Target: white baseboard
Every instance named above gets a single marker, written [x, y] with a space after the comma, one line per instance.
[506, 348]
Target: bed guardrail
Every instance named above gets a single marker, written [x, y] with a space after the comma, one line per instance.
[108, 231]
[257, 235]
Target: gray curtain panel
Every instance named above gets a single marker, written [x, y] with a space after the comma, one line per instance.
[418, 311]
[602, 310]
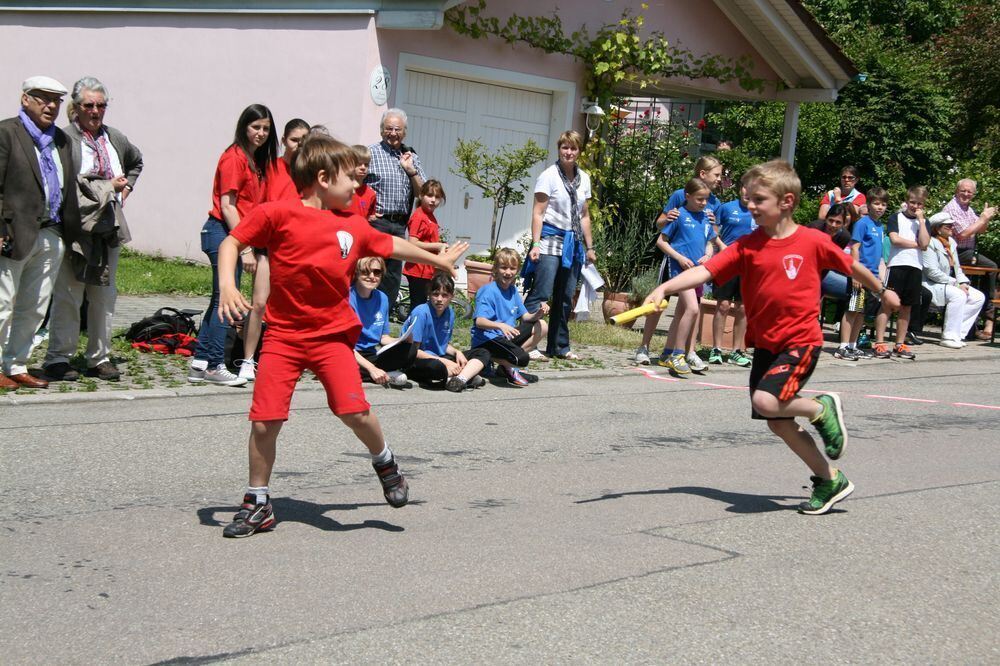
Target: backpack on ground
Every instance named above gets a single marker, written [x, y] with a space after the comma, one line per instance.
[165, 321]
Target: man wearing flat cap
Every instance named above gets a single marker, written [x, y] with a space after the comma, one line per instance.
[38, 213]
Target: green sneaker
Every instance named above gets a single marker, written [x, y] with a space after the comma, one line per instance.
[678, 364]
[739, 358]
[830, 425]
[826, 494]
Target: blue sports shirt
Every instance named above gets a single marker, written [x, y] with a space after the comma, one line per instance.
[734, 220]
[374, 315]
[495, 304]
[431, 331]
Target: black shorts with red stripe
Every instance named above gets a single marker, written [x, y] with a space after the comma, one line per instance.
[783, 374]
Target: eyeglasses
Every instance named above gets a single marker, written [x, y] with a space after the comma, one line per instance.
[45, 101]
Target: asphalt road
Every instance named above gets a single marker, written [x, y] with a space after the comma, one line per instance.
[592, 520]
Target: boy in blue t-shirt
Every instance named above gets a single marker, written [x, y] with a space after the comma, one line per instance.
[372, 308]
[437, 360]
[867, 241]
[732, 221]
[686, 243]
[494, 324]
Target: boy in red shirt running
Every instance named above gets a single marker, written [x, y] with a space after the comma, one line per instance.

****************************************

WORK ITEM: Give back every entry in full, exactly as written, with no picture included.

ANSWER AREA:
Target: white baseboard
Every instance named above gets a single marker, written [x, y] with a space after the comma, one line per instance.
[506, 348]
Target: bed guardrail
Every instance named above gets a single marker, written [x, y] with a space after the comma, one line per instance.
[108, 231]
[257, 235]
Target: gray curtain panel
Every instance named above gets a single marker, written [x, y] with a space after the comma, one line per instance.
[418, 311]
[602, 310]
Target: backpack on ground
Every instance named above gets a single marker, written [x, y] with a space after the comma, one line per instance.
[165, 321]
Target: man wearing flat cap
Every instance named above gets a single marker, written [x, y] with a space after the comma, one line per instance.
[38, 213]
Target: green sneaker
Every instance named above gets a single marker, written [x, y] with a space after the comma, one line per instance.
[678, 364]
[739, 358]
[830, 425]
[826, 494]
Target: blue sports shirt
Every instance named above gets a single marker, written [x, y] with a space after the comma, one line per instance.
[734, 220]
[374, 315]
[495, 304]
[431, 331]
Target: black shorts with red stripe
Every instance named above gets a single marker, written [x, y] with a space after the comma, one line per instance.
[783, 374]
Target: eyeglasses
Every instance named above gets a single marker, written [x, y] with a space after the comma, one line per instance.
[45, 101]
Target: asphalt road
Every instance named above gets a single marker, written [x, y] with a space after the comma, one line per instance.
[592, 520]
Target: boy in blue t-shirt
Every instance named above gets a single marker, written [x, y] with a space after the comma, one line per instance.
[372, 308]
[437, 360]
[867, 241]
[732, 221]
[686, 243]
[494, 324]
Target: boy in red shirt running
Every instance named above gets a single marker, written [x, y] with a space after the comma, one line per instance.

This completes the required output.